Exercise task 1: In the database thread, what does SQLite consist of?

Differences between NoSql, MySql, Sqlite and Sql? - bl00djack

What&#x27;s the differences between noSql, mySql, sqlite and sql? I have only used Sqlite3 when I was developing a website with Django and a little bit of MySql when I worked on wordpress during summer, what are the other database languages like?
======
talles
MySQL is a fully featured RDBMS. An example would be enterprise system or
websites.

SQLite is also a RDBMS but a lightweight one, it doesn't require it's own
process, clustering or user management unlike MySQL or others RDBMS. SQLite
consist of a single file and a library to make your application interact with
it. The typical example is storing bookmarks on a web browser, or minor
database in mobile apps.

SQL is the language standard to interact with RDBMS. While it's the same
language, it has minor non-standard variations flavors (like Microsoft's
Transact-SQL).

NoSQL is a broad term to refer to databases that are less restricted on the
database's model associations than a relational one.

Exercise task 2: Render everything from the start of the entries down to the line containing "0,322 -> 506,680", inclusive, as a numbered list, leaving out blank lines.

Working data:
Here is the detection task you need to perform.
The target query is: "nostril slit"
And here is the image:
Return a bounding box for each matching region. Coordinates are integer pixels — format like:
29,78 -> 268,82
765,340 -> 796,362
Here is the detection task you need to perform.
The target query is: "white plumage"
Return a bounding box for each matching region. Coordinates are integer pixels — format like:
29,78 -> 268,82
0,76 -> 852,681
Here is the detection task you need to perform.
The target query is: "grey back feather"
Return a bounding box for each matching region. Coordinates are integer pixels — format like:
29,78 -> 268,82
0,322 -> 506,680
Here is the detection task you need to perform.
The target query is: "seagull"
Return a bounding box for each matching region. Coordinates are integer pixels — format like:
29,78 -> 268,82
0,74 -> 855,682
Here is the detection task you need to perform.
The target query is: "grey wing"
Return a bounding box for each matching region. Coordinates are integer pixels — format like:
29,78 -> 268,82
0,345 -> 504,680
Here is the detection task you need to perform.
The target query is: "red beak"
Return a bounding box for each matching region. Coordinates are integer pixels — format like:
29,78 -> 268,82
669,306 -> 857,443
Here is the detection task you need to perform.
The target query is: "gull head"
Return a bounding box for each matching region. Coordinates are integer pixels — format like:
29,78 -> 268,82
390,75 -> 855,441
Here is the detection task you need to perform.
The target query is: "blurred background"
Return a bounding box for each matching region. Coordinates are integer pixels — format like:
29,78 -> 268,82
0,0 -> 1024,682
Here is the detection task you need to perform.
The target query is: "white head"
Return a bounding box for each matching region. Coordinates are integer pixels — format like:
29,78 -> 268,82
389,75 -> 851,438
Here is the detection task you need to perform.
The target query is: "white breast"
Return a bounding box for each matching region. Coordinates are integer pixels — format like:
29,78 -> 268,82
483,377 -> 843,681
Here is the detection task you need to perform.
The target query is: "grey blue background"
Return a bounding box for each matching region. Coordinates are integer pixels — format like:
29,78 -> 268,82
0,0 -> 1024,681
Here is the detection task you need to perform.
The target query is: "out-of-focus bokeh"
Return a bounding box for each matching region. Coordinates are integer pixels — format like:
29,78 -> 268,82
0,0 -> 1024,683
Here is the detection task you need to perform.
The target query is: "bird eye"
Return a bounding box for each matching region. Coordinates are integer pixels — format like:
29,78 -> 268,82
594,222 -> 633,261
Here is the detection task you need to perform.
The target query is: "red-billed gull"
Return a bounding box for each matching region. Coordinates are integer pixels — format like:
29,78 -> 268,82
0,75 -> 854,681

Full solution 1: A single file and a library that lets an application interact with it.

Full solution 2:
1. Here is the detection task you need to perform.
2. The target query is: "nostril slit"
3. And here is the image:
4. Return a bounding box for each matching region. Coordinates are integer pixels — format like:
5. 29,78 -> 268,82
6. 765,340 -> 796,362
7. Here is the detection task you need to perform.
8. The target query is: "white plumage"
9. Return a bounding box for each matching region. Coordinates are integer pixels — format like:
10. 29,78 -> 268,82
11. 0,76 -> 852,681
12. Here is the detection task you need to perform.
13. The target query is: "grey back feather"
14. Return a bounding box for each matching region. Coordinates are integer pixels — format like:
15. 29,78 -> 268,82
16. 0,322 -> 506,680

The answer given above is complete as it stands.